PASSAGE –
OpenAI has been a much-discussed organization in the tech world, with its research and products providing interesting implementations of artificial intelligence (AI). Recently, their CEO Sam Altman led the way in the creation of GPT-4, the company’s latest long awaited upgrade to its language models (LLMs). This large model has been quite successful—so much so that a group of prominent experts and tech company leaders, including Elon Musk, signed a letter urging a moratorium of AI experimentation greater than OpenAI’s GPT-4.
Given the success of GPT-4 and the OpenAI’s research, one might expect them to continue to pursue creating ever-larger models to produce more impressive results. However, Altman has surprised many in the tech world by saying that the practice of simply increasing models’ size to gain improvements has come to an end. During an MIT event, Altman stated that “[we]are at the end of the era where it’s going to be these, like, giant, giant models. We’ll make them better in other ways.”

SUPPLIED ENTRIES –
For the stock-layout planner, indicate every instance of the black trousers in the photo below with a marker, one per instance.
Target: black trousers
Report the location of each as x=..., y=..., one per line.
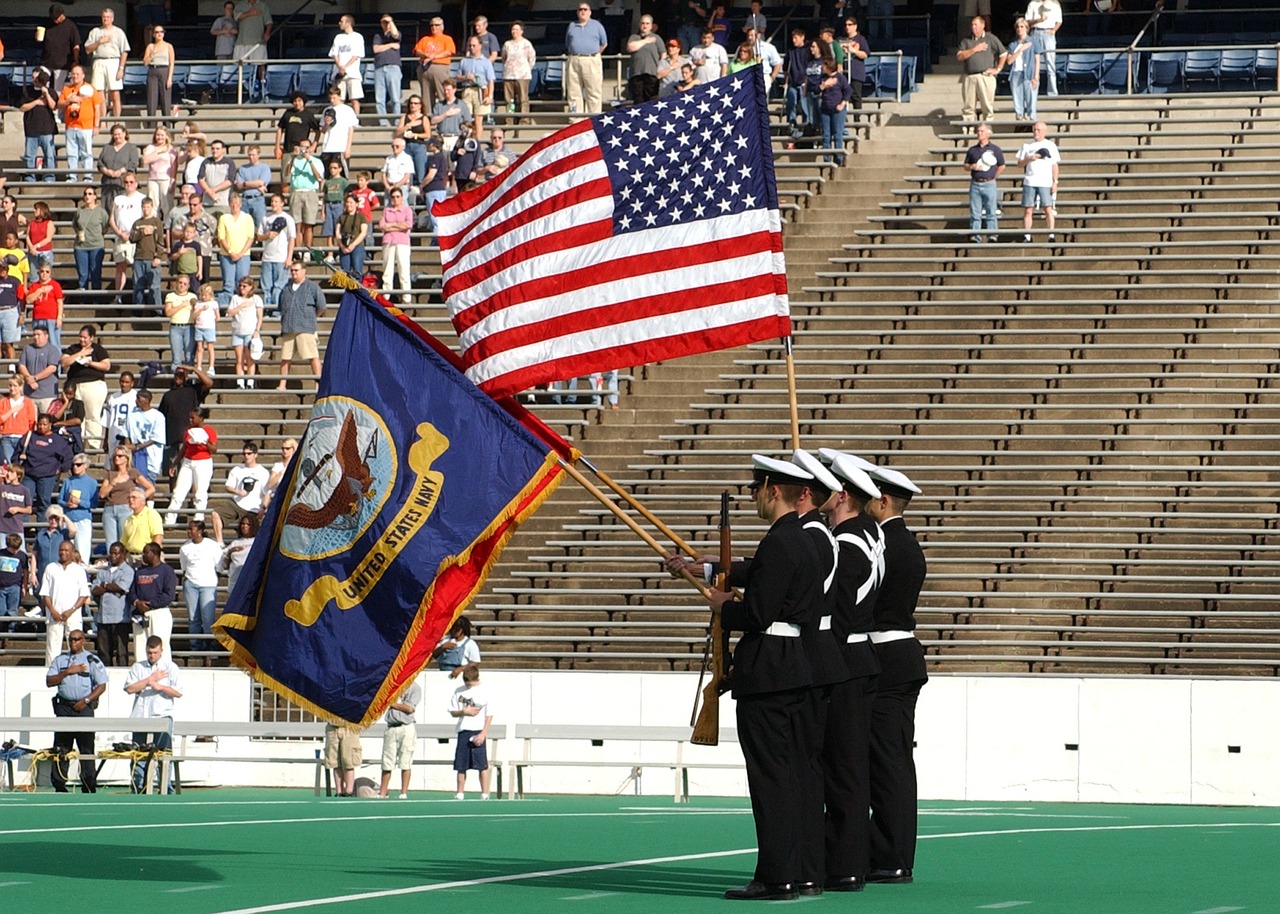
x=846, y=761
x=892, y=764
x=772, y=731
x=83, y=745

EXERCISE SET –
**a.** At what kind of event, according to the passage on OpenAI, did Altman say that the era of giant models is ending?
**b.** List every name of a person, company, institution, or AI model that appears in the passage on OpenAI.
**c.** Continue the passage on OpenAI from its final sentence onward.

YOUR WRITTEN ANSWERS –
**a.** An MIT event.

**b.** OpenAI, Sam Altman, GPT-4, Elon Musk, MIT

**c.**
OpenAI has had a long history of working on large language models. It all started with the GPT-2, their first landmark model, which was released in 2019 with a parameter count of 1.5 billion–adjustable variables that help its AI “learn” from given data. The following year saw an incredible leap in size and power with the GPT-3, which held an estimated 175 billion parameters. Compared to that, GPT-4 was an absolute beast, with its size increasing to one trillion parameters. While OpenAI has not revealed the true size of the GPT-4, its impact upon the AI industry makes it clear that a tremendous increase in size and power was achieved.
Nonetheless, OpenAI’s own technical report suggests that further increases to model size may no longer yield results. As Altman noted, this is a similar situation to the “gigahertz race in chips in the 1990s and 2000s, where everybody was trying to point to a big number.” Interestingly, Altman conceded that parameter counts may still increase, but his primary focus has shifted away from simply scaling up models. Rather, he said that their goal is “to deliver the most capable, useful and safe models.”